Start EXCERPT PROVIDED

That analytic failure starts with the reasons for Iraq's instability. "Economics," says Keane, "are the primary cause of insurgencies throughout history." In addition to the political and military issues, Keane sees two economic ones: oil and unemployment.
Although the White House once claimed that Iraqi oil was a blessing, a source of revenue that could finance the war effort, Keane believes the oil is actually a curse. A resource curse, in fact. "There's a huge economic prize...laying there in the middle of the desert," says Keane. "It's like a hundred-dollar bill in the middle of the table." A valuable natural resource can be a boon to a country with a diversified economy, but Iraq "is not an economy that's based on the human capital of Silicon Valley type workers." In a country with weak infrastructure and few strong industries, the value of an easily exploited, highly prized natural resource (like oil or diamonds) can dwarf any other possible source of capital. It becomes a resource curse – an incentive to conflict and corruption for all of Iraq's political, ethnic and religious factions. It is a dynamic that has disrupted countries like Nigeria and Angola, and Keane now sees it at work in Iraq. "Iraq is a winner-take-all...everybody's going to try to grab that prize." Keane believes that much of the maneuvering today represents the efforts of Shiites, Sunnis, Kurds and insurgents to gain control of oil revenues for tomorrow, when the US will no longer be around to divide up the pie.
Unemployment has also been a problem for Coalition forces. However, when Keane discusses out-of-work Iraqis as a destabilizing factor, he means a very special class of the recently downsized. "The biggest mistake [former CPA head] Paul Bremmer made was disbanding the Iraqi Army...We immediately engendered hostility by throwing out of work a million people and removing the means of support for probably another four million. [This was] out of a population of 25 million. And then we're surprised that an insurgency develops." It is a point that seems obvious in hindsight: Try not to aggravate the people with military training.

End EXCERPT PROVIDED

EXERCISE TASK 1:
Repeat the excerpt on Iraq's instability, starting with "Unemployment has also" and going on through "with military training.", but replace "insurgency" with "uprising".

Start GIVEN DATA

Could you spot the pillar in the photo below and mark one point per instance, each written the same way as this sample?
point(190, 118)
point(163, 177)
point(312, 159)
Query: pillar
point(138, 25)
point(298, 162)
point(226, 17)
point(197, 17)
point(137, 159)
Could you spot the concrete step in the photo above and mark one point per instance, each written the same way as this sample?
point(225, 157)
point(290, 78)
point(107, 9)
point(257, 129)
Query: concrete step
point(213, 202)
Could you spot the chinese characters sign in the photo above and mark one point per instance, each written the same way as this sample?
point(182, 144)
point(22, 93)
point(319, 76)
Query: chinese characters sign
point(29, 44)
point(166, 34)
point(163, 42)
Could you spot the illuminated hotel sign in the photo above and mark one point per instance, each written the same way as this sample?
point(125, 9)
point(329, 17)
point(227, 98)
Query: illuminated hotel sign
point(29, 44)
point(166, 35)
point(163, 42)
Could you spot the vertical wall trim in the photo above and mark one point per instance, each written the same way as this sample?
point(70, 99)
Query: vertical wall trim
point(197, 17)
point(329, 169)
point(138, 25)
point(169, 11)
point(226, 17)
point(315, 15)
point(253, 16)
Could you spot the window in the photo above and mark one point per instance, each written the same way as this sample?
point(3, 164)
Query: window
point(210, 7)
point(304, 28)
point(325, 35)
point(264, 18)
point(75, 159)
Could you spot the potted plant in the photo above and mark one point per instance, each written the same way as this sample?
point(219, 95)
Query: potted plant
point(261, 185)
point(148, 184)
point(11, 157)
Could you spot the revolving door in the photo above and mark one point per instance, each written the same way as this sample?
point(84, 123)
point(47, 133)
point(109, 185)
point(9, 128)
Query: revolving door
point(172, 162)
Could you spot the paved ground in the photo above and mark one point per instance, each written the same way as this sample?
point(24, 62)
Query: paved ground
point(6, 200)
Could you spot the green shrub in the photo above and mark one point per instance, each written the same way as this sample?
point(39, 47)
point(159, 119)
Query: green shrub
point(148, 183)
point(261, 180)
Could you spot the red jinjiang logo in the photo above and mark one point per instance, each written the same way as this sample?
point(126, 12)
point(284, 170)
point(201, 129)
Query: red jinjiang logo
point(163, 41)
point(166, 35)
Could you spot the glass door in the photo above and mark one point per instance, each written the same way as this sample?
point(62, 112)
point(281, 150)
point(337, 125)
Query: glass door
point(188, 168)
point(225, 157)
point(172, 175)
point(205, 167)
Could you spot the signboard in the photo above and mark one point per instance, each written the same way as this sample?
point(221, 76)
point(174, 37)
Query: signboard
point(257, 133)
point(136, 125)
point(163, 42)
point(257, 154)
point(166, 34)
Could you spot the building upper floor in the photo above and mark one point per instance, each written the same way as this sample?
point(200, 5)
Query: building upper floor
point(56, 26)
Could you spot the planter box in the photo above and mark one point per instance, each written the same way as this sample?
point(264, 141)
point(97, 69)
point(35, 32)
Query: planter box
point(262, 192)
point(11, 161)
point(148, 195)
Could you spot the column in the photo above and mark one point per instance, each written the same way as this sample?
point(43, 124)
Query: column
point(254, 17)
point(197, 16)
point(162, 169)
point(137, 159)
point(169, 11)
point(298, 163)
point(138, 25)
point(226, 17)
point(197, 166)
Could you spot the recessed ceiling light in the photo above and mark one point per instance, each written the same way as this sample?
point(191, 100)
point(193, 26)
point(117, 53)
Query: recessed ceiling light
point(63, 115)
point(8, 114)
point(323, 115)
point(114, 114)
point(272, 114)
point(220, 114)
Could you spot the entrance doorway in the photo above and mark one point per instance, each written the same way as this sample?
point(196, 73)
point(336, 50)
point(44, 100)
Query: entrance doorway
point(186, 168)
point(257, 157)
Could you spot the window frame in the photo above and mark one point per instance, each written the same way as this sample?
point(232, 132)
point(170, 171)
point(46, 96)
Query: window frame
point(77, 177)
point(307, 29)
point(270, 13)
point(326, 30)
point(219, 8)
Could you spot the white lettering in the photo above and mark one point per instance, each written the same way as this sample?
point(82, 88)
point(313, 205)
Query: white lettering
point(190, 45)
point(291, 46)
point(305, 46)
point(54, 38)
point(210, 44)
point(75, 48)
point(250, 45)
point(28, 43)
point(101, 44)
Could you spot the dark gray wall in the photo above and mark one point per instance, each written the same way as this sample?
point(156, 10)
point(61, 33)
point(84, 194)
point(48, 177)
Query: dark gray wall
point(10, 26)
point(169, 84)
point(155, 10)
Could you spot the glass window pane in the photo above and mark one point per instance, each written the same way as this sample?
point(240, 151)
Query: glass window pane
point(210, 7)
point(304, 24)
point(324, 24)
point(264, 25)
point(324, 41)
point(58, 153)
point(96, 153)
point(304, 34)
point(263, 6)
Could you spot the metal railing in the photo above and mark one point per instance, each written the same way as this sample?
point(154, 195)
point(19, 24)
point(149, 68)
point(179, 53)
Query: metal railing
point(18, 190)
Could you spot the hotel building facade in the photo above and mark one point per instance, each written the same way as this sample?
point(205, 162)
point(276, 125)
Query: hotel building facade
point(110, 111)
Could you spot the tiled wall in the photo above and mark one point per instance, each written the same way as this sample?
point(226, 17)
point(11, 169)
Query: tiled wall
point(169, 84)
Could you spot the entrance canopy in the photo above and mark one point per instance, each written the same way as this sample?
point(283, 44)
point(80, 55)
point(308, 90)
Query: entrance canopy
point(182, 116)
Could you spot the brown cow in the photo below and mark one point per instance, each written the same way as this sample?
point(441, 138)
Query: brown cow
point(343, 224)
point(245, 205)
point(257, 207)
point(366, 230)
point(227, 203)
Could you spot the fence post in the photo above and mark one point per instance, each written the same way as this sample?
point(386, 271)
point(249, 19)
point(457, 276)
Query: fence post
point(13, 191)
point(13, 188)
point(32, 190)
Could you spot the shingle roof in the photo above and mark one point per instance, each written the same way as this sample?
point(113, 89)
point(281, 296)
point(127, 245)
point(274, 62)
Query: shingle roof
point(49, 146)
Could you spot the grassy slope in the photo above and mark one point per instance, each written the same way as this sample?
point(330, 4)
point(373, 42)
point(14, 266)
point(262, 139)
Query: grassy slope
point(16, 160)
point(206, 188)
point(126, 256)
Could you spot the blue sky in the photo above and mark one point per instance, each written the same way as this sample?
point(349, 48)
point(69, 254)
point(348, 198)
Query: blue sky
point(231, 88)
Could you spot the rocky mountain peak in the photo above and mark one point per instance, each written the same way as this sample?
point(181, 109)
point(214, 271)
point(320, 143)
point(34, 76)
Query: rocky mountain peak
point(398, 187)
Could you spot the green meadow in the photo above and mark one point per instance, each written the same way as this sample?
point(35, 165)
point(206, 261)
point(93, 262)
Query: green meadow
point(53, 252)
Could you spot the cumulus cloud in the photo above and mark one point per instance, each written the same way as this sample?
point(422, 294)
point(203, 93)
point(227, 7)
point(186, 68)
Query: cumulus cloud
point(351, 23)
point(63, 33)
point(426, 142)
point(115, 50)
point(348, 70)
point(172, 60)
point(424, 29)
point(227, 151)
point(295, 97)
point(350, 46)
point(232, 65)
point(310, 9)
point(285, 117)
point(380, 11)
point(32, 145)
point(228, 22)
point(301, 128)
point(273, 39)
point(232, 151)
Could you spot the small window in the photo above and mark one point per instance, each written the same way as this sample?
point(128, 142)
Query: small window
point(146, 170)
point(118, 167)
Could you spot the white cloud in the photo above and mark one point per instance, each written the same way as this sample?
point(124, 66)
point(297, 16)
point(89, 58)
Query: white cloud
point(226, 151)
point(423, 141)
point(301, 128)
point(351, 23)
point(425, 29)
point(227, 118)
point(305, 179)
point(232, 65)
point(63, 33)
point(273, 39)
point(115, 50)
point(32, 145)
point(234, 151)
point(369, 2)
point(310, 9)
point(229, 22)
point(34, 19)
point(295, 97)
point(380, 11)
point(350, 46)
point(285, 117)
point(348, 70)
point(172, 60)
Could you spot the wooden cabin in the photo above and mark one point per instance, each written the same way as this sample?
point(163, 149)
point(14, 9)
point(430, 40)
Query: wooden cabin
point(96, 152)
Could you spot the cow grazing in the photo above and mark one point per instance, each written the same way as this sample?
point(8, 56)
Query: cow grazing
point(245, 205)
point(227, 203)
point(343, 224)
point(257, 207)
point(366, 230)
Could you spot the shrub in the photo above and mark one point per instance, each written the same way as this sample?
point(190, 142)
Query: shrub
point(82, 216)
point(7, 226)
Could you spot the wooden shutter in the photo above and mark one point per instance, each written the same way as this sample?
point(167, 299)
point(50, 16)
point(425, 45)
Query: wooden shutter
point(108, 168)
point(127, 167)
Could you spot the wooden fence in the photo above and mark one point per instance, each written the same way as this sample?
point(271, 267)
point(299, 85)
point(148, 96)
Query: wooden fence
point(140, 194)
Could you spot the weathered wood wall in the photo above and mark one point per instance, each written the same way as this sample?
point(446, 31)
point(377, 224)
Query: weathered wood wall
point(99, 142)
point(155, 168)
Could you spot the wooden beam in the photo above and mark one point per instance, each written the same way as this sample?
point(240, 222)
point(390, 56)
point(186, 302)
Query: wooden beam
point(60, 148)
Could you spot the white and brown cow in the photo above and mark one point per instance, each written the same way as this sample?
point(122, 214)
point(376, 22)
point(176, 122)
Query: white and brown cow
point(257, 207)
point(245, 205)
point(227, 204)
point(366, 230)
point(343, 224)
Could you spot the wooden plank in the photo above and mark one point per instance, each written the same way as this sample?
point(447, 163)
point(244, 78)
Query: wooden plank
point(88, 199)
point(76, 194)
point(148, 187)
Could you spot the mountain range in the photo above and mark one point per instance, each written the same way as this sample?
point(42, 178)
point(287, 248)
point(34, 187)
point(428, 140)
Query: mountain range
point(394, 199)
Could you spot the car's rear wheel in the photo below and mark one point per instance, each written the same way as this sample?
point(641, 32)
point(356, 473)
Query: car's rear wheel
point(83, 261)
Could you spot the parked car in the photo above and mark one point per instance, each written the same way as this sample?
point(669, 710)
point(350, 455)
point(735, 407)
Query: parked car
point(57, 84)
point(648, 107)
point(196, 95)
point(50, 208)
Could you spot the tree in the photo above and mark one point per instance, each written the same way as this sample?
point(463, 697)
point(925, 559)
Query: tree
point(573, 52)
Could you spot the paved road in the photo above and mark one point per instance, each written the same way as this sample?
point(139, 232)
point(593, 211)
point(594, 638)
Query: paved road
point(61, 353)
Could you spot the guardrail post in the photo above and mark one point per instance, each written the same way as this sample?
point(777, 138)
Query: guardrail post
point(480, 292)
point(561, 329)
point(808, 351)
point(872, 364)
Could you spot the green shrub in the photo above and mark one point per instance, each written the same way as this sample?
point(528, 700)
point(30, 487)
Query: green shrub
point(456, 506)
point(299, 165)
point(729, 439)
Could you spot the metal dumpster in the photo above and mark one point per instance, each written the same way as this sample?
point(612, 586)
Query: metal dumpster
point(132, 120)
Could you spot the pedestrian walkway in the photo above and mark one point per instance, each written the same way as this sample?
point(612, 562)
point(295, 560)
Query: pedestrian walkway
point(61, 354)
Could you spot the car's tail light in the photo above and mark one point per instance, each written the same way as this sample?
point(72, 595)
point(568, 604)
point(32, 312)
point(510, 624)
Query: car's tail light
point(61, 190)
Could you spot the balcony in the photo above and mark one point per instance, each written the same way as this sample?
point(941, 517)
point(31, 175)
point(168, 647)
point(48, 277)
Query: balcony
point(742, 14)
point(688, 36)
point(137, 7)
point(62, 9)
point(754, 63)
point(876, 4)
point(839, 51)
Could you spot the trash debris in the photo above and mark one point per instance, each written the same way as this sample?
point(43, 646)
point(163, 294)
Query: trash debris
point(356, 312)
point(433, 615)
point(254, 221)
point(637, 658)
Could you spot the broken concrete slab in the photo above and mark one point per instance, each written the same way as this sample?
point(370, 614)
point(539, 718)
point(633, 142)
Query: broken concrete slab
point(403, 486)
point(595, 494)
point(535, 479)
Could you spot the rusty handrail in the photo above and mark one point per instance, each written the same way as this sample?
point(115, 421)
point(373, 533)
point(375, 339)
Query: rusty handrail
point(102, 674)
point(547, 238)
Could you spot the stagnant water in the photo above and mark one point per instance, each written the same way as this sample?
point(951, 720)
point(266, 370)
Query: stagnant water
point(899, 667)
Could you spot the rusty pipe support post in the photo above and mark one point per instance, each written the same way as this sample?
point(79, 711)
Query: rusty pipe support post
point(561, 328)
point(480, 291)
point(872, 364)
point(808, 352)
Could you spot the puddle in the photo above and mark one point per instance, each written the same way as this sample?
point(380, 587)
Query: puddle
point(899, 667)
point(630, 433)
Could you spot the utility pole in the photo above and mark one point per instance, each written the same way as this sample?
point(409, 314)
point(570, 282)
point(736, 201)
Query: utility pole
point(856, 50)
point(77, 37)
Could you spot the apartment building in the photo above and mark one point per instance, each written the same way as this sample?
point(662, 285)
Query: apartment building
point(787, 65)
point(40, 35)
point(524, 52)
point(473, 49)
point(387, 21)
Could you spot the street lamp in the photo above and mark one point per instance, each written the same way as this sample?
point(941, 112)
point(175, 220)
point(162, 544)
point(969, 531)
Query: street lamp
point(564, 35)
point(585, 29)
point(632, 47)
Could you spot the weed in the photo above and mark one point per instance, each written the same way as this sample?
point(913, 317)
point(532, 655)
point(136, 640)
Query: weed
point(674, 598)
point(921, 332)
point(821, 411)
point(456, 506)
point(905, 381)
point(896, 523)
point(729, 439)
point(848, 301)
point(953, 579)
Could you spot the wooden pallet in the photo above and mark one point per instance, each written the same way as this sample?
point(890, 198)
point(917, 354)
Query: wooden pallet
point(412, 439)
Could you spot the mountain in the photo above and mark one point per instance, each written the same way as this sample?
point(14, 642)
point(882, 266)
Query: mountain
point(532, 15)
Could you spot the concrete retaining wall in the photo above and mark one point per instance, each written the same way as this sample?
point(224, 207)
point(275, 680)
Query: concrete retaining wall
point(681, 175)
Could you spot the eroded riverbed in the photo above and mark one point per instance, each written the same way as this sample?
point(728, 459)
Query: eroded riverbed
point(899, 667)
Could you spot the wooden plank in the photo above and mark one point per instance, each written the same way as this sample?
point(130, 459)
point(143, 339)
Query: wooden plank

End GIVEN DATA

EXERCISE TASK 2:
Arrange the data items as a Markdown table with columns Row and Line, starting with the line with "Could you spot the window in" and going on through the line with "point(75, 159)". Number each row and leave out blank lines.

FINAL ANSWER 1:
Unemployment has also been a problem for Coalition forces. However, when Keane discusses out-of-work Iraqis as a destabilizing factor, he means a very special class of the recently downsized. "The biggest mistake [former CPA head] Paul Bremmer made was disbanding the Iraqi Army...We immediately engendered hostility by throwing out of work a million people and removing the means of support for probably another four million. [This was] out of a population of 25 million. And then we're surprised that an uprising develops." It is a point that seems obvious in hindsight: Try not to aggravate the people with military training.

FINAL ANSWER 2:
| Row | Line |
|---|---|
| 1 | Could you spot the window in the photo above and mark one point per instance, each written the same way as this sample? |
| 2 | point(3, 164) |
| 3 | Query: window |
| 4 | point(210, 7) |
| 5 | point(304, 28) |
| 6 | point(325, 35) |
| 7 | point(264, 18) |
| 8 | point(75, 159) |